- [YOUR TASK]
State how many lines of the listing below include the word "beige". Give only the number.
+-------+
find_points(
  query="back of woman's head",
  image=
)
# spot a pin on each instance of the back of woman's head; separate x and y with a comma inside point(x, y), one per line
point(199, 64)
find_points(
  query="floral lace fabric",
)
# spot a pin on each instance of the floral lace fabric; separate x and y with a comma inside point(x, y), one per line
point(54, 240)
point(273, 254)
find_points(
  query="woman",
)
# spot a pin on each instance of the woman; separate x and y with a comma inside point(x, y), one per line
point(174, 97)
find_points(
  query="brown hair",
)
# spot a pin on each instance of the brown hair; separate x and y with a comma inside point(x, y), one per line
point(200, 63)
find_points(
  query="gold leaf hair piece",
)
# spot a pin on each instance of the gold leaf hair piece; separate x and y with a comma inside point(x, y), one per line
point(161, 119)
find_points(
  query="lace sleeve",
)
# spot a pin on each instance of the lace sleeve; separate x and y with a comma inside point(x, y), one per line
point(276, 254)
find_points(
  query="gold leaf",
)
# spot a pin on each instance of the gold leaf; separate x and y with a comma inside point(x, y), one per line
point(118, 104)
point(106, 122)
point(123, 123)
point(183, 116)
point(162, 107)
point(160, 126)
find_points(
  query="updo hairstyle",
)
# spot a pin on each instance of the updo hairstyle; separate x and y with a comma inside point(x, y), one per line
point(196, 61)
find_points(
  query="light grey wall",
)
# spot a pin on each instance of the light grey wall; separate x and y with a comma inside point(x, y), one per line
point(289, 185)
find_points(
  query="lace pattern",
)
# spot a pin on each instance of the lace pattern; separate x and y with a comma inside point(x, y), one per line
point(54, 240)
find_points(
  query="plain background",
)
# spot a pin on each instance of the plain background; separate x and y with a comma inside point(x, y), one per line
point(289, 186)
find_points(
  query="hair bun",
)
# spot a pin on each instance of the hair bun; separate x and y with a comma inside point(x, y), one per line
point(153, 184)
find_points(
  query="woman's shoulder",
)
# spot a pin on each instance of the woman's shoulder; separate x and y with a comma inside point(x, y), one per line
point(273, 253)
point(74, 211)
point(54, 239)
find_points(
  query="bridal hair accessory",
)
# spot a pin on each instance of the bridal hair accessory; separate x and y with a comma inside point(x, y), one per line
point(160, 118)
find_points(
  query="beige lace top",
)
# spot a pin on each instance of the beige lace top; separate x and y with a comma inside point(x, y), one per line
+-------+
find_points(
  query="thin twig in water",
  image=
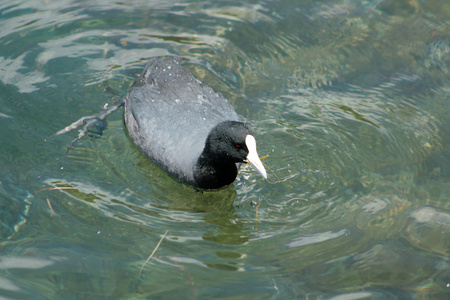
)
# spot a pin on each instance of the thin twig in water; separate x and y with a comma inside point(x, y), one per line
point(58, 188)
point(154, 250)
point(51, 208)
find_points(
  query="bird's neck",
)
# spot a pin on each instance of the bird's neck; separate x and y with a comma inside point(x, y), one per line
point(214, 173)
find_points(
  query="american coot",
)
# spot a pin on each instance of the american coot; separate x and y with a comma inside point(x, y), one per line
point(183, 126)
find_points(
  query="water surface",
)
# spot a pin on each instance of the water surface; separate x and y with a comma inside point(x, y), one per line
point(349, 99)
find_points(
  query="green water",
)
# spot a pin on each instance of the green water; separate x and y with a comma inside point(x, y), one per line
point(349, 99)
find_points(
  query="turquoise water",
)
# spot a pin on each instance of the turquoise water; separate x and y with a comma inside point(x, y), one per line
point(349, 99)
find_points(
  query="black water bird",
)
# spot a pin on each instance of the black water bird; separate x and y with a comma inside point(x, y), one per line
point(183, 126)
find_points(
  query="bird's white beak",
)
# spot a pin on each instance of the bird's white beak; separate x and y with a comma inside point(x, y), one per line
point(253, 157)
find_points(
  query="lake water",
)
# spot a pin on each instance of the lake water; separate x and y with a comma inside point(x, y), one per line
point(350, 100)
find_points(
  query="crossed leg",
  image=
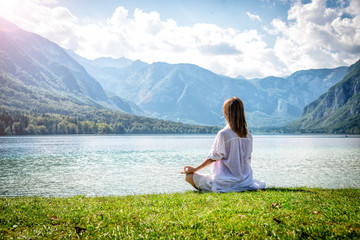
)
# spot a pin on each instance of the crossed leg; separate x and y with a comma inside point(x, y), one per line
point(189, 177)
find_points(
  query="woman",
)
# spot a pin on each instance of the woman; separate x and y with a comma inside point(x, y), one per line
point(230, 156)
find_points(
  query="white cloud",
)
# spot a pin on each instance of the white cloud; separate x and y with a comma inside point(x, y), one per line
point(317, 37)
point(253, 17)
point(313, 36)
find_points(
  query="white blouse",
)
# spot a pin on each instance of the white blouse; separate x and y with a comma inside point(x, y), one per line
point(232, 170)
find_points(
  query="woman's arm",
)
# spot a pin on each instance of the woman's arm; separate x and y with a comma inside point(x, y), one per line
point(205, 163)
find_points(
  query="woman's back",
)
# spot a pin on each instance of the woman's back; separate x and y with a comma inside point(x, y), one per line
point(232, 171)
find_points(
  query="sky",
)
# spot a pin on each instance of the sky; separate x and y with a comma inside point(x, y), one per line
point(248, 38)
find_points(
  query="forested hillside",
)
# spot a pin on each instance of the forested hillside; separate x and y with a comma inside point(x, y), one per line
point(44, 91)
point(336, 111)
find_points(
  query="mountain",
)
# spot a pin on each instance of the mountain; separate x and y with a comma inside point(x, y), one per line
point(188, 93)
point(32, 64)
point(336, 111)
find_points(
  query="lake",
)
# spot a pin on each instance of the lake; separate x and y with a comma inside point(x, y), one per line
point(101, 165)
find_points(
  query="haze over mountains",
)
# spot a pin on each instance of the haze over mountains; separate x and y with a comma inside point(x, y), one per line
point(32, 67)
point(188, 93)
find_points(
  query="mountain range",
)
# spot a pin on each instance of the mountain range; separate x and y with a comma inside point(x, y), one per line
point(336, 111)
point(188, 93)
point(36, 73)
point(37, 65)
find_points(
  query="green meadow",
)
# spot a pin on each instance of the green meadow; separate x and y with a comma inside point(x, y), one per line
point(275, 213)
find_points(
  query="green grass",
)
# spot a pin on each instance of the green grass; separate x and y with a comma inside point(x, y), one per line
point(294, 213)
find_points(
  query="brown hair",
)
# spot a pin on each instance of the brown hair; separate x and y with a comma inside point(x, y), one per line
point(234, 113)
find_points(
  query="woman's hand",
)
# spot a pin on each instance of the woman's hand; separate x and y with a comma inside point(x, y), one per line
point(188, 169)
+-------+
- [EXERCISE SOLUTION]
2